■ **WHAT THE EXERCISE ASKS**
Rewrite part of the data below as a numbered list, omitting any blank lines: begin at the line that contains "Worksheet item 7: Locate every instance of the electrical" and stop after the line that contains "[197,0,383,34]".

■ **INFORMATION GIVEN**
— START —

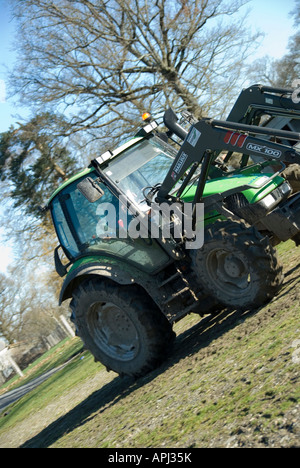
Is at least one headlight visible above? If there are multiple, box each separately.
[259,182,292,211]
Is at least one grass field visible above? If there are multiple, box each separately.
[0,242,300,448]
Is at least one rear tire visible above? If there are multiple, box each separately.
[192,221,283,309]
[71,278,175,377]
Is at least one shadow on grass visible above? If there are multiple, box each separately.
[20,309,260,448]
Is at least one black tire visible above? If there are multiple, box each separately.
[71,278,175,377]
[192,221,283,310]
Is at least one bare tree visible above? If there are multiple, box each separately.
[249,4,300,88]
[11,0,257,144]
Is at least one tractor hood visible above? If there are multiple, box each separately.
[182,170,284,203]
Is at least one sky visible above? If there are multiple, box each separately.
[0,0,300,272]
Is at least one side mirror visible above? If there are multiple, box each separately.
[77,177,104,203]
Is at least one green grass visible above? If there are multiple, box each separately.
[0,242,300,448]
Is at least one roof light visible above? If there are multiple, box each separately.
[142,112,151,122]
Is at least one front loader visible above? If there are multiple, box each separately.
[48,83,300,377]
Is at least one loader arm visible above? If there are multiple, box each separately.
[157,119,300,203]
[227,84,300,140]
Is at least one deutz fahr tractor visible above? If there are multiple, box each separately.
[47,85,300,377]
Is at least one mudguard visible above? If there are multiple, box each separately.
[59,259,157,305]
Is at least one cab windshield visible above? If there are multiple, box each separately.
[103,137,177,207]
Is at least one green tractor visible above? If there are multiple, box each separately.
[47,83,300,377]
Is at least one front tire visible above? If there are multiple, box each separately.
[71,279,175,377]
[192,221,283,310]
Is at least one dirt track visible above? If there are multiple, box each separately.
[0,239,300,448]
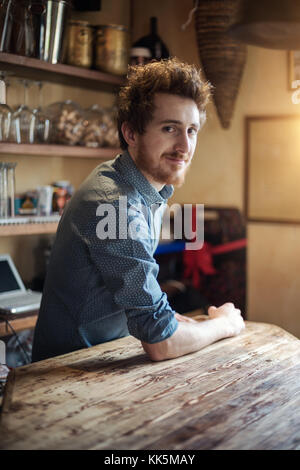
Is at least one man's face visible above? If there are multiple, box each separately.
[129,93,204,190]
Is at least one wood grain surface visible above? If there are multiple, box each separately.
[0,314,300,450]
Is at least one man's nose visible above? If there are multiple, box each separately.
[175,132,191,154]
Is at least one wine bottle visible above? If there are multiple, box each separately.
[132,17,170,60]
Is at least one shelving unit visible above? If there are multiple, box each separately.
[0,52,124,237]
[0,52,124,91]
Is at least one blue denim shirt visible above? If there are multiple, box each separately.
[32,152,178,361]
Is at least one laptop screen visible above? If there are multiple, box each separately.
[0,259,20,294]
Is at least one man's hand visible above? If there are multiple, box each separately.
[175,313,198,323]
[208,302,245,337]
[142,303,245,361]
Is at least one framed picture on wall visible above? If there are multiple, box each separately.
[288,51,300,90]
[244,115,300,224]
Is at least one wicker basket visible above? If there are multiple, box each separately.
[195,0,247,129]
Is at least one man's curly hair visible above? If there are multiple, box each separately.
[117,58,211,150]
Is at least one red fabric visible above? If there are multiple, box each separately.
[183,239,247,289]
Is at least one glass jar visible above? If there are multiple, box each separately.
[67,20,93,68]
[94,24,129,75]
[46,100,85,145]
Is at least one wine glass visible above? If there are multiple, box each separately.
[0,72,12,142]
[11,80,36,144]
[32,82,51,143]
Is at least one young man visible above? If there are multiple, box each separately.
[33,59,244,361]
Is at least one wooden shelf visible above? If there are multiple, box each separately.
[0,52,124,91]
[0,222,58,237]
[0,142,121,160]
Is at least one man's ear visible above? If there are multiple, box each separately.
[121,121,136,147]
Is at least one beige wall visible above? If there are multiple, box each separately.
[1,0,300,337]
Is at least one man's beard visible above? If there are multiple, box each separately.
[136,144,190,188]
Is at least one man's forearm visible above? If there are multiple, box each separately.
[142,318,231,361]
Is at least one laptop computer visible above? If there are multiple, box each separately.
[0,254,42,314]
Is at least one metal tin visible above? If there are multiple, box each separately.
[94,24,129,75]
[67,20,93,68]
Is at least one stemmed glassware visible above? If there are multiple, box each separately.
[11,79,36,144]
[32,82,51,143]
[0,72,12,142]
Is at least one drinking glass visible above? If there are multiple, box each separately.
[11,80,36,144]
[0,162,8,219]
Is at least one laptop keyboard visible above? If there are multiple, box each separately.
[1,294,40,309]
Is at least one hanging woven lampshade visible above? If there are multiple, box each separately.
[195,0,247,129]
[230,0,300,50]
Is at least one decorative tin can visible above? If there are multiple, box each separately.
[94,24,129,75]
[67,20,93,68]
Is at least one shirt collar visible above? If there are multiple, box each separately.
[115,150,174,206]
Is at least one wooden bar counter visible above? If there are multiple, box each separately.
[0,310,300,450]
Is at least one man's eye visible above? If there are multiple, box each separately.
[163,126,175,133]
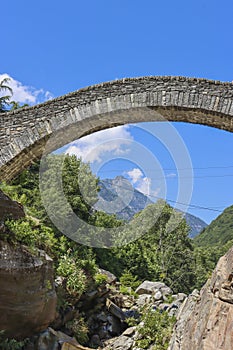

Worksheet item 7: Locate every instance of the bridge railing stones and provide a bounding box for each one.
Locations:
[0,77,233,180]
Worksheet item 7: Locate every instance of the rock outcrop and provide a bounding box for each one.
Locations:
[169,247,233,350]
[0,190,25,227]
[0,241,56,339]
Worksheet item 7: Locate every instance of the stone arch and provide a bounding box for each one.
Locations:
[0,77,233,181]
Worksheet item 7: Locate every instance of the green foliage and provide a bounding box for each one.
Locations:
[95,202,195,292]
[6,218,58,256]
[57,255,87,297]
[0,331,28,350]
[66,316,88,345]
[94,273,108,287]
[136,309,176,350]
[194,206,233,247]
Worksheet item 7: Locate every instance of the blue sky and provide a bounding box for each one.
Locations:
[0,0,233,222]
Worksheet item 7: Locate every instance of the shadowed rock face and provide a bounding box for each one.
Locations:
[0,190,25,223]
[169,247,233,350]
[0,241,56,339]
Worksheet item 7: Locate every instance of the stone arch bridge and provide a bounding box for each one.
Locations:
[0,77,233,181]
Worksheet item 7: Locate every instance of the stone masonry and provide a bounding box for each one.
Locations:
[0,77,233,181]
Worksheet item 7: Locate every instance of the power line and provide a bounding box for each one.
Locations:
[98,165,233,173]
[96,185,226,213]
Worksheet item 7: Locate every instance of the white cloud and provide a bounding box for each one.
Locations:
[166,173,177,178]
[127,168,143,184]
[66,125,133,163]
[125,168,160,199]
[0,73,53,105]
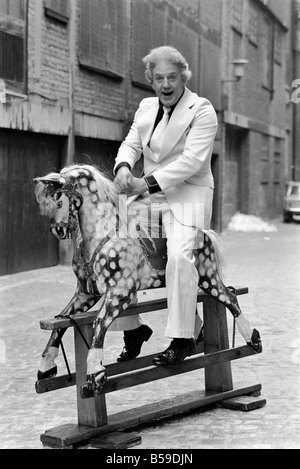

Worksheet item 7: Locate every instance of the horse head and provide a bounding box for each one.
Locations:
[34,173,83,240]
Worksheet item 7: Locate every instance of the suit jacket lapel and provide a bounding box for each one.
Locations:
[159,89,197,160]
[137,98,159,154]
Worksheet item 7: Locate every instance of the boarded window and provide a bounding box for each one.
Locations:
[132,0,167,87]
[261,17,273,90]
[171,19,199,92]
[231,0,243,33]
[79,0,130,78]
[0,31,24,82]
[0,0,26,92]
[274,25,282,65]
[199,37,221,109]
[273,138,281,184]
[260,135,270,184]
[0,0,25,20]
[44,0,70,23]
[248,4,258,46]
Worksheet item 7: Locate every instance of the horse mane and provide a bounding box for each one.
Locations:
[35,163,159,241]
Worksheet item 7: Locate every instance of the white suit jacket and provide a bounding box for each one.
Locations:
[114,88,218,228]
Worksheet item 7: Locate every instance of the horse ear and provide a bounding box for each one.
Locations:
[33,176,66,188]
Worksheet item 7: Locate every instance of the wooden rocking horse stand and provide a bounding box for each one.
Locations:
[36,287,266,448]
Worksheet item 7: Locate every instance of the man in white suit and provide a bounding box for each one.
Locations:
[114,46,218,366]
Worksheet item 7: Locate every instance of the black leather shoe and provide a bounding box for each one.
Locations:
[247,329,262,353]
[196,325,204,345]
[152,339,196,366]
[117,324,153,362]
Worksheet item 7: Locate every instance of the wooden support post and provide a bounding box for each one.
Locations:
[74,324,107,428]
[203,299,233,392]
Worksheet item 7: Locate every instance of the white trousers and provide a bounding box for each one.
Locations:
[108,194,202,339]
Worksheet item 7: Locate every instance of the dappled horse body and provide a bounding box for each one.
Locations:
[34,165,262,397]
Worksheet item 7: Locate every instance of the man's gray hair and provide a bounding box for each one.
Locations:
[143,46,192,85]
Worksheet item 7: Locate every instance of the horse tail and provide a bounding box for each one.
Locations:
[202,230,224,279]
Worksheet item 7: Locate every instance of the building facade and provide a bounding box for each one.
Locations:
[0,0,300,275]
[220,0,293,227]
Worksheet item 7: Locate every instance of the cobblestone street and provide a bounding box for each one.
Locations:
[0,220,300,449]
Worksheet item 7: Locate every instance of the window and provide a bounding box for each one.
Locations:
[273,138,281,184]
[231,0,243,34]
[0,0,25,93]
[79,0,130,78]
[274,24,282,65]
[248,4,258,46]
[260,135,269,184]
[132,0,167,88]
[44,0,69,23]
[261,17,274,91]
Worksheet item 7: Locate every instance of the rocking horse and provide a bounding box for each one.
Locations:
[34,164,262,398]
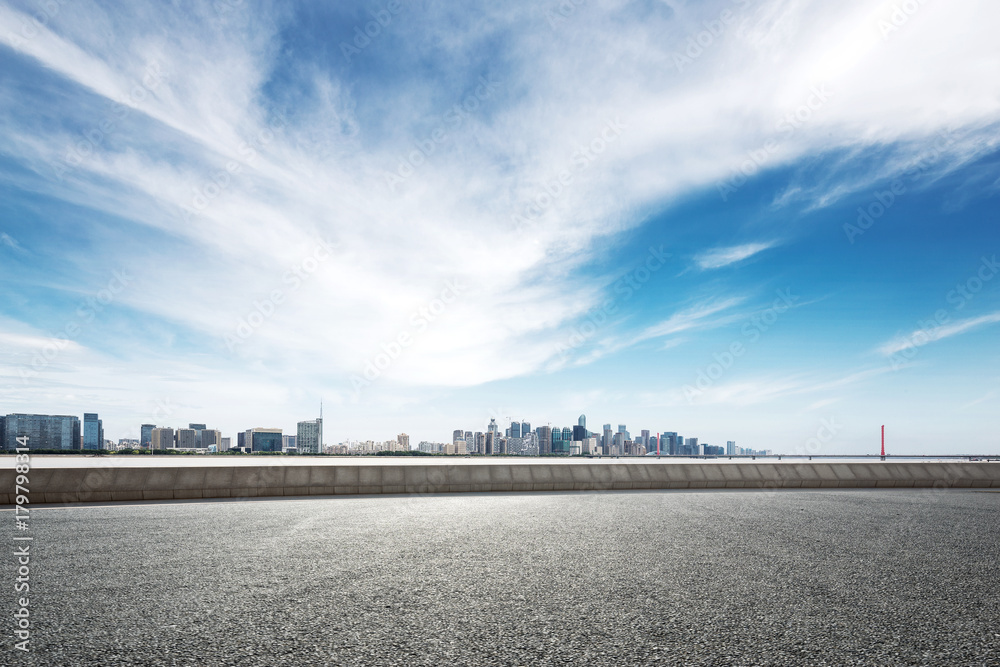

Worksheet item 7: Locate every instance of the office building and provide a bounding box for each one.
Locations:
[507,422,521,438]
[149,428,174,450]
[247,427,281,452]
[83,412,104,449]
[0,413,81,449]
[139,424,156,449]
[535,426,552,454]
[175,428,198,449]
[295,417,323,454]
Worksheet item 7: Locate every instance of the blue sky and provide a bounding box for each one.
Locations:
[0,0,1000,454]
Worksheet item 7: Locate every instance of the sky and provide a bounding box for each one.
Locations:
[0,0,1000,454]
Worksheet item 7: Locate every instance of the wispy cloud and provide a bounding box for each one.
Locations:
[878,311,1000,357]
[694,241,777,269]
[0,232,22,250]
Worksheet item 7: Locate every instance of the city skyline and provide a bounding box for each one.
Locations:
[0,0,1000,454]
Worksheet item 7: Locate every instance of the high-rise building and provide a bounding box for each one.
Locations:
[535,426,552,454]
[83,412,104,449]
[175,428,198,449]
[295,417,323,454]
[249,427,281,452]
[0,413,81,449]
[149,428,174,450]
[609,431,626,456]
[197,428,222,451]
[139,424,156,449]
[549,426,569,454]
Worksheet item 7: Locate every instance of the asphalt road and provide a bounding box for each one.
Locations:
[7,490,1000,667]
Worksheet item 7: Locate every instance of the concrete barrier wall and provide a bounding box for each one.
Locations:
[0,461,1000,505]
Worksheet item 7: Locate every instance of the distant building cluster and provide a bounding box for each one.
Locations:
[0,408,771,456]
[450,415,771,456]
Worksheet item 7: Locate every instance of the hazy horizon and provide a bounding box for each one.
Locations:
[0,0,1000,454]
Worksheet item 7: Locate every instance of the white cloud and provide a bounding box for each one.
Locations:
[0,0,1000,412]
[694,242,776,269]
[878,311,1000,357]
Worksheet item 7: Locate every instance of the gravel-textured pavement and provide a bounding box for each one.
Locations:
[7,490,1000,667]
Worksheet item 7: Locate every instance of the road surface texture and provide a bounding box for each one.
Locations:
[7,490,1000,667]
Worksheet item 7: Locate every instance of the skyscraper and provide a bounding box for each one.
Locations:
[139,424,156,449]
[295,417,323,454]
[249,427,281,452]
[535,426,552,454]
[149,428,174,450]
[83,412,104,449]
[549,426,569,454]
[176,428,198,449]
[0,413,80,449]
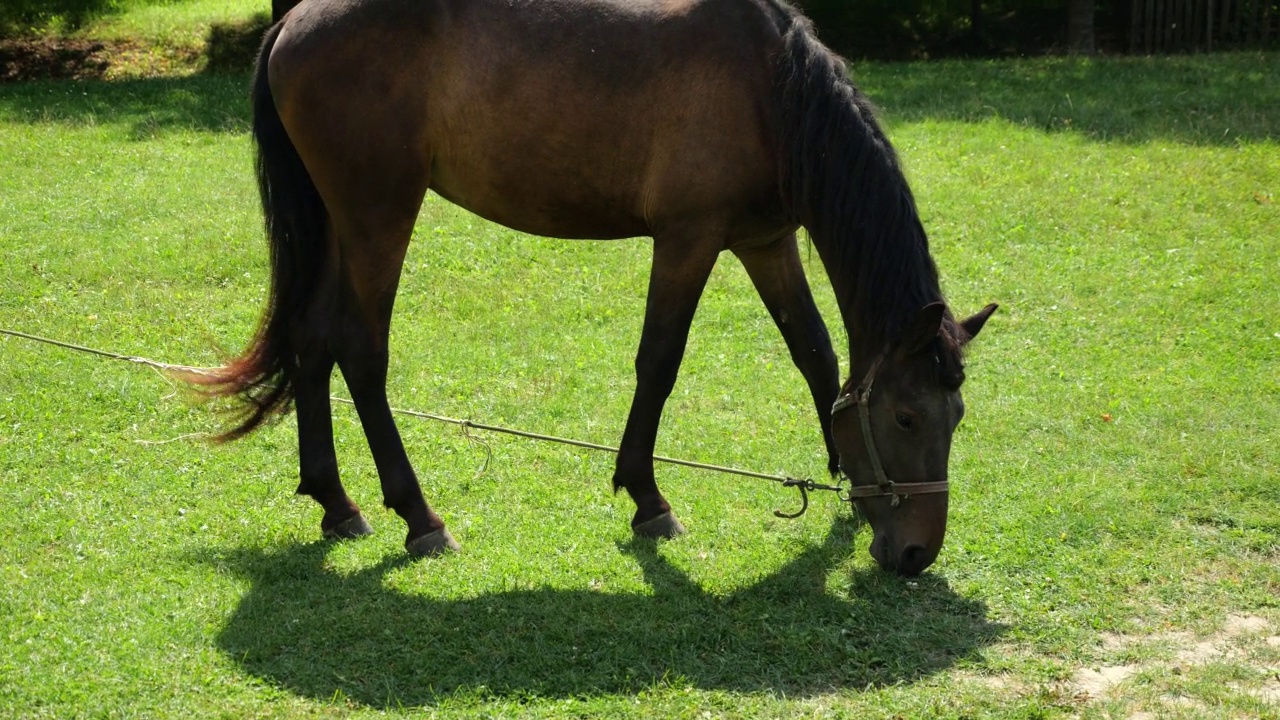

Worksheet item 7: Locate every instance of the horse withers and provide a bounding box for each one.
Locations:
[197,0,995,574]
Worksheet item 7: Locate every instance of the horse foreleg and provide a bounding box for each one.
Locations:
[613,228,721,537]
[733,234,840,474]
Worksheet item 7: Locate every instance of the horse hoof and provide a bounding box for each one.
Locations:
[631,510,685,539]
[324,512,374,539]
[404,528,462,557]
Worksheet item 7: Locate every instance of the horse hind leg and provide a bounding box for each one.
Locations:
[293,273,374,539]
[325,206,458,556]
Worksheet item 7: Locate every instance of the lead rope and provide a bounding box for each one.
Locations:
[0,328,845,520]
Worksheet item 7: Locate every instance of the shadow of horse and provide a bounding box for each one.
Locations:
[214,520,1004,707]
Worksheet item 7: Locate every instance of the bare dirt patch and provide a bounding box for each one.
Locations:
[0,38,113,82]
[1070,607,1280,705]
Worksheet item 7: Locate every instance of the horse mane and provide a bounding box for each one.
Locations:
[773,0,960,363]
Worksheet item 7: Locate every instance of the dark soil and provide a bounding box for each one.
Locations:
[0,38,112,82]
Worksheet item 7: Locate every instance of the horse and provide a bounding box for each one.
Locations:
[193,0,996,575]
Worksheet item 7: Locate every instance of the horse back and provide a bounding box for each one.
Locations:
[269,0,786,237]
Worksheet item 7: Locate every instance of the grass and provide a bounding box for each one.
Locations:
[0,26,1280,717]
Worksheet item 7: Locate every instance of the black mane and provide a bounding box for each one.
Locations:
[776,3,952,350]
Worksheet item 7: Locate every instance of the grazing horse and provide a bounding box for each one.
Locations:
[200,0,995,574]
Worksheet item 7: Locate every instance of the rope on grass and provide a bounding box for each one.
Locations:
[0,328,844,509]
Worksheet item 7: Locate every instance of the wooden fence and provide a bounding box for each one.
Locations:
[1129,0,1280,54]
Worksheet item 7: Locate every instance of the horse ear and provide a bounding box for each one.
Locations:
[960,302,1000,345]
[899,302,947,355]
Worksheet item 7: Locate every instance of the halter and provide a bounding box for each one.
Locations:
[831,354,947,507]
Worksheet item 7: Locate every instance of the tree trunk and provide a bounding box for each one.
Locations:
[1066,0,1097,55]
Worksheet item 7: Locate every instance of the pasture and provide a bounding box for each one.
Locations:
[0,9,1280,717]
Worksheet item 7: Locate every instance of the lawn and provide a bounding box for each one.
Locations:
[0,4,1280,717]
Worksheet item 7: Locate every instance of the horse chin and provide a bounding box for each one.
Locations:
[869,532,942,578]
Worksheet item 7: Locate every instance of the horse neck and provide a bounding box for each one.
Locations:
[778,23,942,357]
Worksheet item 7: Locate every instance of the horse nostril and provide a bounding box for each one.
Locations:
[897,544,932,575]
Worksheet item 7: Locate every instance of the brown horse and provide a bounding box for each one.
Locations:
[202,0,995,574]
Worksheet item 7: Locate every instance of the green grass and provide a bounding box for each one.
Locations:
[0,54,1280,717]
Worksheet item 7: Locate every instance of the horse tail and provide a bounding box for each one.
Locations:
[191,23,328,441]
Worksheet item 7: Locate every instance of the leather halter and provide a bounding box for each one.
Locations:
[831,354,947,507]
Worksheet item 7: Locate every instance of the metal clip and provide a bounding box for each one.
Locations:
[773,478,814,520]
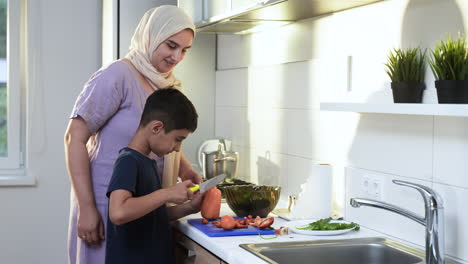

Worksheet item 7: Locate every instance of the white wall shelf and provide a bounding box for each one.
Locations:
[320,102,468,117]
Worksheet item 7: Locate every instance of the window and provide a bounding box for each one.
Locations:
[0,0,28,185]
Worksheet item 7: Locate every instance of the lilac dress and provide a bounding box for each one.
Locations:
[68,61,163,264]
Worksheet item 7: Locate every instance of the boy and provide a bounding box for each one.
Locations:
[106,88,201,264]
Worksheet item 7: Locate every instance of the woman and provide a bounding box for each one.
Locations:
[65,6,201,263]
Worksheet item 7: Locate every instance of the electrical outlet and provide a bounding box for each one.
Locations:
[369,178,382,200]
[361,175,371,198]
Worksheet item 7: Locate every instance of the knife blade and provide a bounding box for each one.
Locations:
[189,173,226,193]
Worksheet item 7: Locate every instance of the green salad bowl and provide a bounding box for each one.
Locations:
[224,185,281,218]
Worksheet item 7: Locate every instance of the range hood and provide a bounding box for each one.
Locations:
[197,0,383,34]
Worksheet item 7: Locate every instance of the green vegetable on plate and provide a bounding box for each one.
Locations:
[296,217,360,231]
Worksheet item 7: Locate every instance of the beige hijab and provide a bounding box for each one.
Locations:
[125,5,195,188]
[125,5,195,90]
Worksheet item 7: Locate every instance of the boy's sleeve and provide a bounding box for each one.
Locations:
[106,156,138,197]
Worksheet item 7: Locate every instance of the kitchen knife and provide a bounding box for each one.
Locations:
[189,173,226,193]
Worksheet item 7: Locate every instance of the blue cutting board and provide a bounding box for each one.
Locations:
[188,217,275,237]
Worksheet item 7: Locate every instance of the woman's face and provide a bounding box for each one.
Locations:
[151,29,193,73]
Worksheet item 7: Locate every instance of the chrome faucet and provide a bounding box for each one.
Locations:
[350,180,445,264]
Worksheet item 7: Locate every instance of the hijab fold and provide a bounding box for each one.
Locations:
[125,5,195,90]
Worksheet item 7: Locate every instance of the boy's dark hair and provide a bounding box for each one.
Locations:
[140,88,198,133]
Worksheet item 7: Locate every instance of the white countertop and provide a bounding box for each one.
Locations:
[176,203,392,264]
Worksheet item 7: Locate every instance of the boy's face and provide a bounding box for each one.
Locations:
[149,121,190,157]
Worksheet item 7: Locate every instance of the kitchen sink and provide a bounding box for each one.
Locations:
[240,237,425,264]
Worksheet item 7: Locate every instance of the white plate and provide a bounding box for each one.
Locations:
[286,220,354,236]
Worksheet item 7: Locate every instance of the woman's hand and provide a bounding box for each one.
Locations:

— END —

■ **WORKED ANSWER**
1. Worksheet item 7: Locate every instance of the electrical outlet and provide a bounding box for each one.
2. Locations:
3. [369,178,382,200]
4. [361,175,371,198]
5. Worksheet item 7: Locate every instance of the knife blade and provide a bounding box for each one.
6. Locations:
7. [189,173,226,193]
8. Worksheet item 7: Locate every instance of the green salad bowl and provide a bounding box for each one.
9. Locations:
10. [224,185,281,218]
11. Worksheet item 7: Locate every instance of the range hood and provide a bounding box for each one.
12. Locations:
13. [197,0,383,34]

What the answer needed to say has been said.